*MATERIAL PROVIDED*.
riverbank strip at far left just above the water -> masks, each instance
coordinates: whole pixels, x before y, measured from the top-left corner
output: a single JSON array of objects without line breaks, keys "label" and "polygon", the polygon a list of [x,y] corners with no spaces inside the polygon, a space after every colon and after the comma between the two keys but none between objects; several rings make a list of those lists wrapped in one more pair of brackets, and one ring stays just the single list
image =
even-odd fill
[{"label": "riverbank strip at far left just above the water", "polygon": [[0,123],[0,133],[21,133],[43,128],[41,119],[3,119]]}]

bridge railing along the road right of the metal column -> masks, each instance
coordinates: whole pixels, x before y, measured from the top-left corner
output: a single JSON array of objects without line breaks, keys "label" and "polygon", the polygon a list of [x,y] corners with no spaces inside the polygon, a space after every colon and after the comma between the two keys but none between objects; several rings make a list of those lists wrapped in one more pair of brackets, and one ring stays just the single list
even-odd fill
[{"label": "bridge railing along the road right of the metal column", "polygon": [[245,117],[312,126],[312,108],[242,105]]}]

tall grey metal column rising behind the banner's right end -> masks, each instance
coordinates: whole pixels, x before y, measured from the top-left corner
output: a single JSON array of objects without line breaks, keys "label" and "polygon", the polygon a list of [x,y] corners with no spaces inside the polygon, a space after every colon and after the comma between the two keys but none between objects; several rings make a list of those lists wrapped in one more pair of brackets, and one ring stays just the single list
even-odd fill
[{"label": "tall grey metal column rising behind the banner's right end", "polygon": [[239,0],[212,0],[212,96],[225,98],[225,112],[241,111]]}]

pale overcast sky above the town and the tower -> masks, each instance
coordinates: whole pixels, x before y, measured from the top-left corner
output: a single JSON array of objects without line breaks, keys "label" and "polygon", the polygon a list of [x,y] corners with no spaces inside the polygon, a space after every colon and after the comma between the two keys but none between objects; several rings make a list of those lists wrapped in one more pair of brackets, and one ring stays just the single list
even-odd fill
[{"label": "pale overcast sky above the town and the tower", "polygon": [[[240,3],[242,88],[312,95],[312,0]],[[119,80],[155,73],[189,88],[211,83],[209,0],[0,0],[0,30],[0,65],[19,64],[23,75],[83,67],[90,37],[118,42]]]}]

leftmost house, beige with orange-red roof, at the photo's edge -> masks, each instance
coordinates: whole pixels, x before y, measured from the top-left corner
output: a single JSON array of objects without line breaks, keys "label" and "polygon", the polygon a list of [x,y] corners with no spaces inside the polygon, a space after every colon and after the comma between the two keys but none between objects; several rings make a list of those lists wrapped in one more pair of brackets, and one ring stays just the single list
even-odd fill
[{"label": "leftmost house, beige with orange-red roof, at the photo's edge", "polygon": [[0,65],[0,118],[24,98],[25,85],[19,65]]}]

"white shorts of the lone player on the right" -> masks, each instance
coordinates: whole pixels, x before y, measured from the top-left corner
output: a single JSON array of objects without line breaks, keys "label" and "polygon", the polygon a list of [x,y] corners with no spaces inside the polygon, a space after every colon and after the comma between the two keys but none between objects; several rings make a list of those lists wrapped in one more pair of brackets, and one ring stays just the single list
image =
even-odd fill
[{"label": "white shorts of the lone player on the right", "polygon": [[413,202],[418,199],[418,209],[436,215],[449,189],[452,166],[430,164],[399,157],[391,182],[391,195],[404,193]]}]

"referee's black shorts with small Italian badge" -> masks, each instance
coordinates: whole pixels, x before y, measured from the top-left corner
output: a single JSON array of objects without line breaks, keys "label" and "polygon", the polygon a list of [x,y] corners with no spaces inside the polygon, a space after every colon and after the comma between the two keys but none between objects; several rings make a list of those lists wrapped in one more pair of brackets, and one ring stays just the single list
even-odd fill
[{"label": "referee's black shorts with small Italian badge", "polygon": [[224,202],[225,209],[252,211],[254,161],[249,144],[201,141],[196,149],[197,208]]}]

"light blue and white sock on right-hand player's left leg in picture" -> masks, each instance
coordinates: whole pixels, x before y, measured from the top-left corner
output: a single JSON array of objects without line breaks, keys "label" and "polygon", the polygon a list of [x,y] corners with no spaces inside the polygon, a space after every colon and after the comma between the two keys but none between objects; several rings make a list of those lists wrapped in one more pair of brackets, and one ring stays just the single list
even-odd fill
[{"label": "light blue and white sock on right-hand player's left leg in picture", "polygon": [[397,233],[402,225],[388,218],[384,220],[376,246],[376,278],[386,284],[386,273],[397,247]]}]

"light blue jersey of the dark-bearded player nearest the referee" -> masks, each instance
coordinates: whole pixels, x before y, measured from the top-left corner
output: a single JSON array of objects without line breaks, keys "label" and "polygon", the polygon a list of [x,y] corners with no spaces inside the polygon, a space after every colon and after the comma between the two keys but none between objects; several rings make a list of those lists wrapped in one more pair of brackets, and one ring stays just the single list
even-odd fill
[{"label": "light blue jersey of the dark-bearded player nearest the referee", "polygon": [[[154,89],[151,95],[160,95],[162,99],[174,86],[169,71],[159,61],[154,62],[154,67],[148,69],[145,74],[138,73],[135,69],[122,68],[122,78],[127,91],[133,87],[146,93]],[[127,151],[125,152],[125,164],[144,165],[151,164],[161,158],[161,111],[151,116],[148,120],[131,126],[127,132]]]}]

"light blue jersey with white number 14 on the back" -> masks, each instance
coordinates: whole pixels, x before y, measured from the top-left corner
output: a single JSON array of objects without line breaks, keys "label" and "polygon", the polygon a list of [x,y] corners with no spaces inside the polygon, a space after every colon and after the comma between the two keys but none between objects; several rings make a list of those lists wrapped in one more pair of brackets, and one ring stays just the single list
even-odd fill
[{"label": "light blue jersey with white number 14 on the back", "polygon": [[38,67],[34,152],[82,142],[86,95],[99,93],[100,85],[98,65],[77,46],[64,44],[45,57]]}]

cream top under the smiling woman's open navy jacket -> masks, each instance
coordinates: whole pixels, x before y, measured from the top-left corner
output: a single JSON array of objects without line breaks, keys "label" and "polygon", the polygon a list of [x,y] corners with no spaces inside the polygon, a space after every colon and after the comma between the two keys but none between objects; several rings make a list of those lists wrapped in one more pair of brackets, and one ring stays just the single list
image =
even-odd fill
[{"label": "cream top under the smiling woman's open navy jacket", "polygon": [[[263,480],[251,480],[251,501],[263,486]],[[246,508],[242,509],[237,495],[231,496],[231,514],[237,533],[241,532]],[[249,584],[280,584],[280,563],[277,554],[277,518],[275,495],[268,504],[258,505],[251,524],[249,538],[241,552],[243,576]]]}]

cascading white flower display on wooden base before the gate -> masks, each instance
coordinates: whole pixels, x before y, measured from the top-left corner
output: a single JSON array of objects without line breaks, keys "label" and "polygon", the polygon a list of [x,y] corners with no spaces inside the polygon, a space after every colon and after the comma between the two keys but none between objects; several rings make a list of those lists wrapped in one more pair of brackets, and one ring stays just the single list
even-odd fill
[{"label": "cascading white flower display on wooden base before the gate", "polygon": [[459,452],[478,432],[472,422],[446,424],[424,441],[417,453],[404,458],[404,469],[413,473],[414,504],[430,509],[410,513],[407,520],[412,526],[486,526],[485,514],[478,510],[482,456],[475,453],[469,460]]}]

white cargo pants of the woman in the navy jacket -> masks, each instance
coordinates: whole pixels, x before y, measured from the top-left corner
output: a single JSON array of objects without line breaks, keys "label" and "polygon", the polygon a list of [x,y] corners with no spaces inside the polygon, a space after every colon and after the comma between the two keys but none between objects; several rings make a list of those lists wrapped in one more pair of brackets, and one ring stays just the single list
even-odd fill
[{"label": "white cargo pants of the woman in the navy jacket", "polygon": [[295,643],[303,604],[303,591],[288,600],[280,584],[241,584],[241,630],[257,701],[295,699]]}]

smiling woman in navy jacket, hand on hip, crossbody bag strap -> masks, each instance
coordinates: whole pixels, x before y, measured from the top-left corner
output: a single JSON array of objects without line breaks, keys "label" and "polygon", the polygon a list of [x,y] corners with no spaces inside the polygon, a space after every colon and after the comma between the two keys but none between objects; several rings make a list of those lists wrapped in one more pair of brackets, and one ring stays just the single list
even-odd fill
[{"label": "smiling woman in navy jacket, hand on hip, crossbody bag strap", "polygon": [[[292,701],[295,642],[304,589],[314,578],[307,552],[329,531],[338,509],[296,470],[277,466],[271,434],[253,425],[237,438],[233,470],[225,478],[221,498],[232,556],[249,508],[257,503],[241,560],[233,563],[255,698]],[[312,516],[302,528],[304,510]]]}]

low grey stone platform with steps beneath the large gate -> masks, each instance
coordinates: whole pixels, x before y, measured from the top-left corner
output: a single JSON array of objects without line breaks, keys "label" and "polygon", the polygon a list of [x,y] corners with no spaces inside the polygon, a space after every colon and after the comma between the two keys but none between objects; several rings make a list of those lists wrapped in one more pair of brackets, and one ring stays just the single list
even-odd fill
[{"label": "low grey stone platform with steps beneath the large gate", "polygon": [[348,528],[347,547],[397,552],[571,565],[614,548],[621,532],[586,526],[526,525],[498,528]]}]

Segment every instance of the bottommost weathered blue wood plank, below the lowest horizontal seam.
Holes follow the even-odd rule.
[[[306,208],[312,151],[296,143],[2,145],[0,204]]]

*BRIEF*. Reproduce exactly the line that contains "Segment every instance" together with each line after it to the end of the entries; include no other lines.

*PROBLEM SOLUTION*.
Segment every instance of the bottommost weathered blue wood plank, below the lowest horizontal seam.
Holes follow the even-odd rule.
[[[306,208],[312,151],[296,143],[2,145],[0,204]]]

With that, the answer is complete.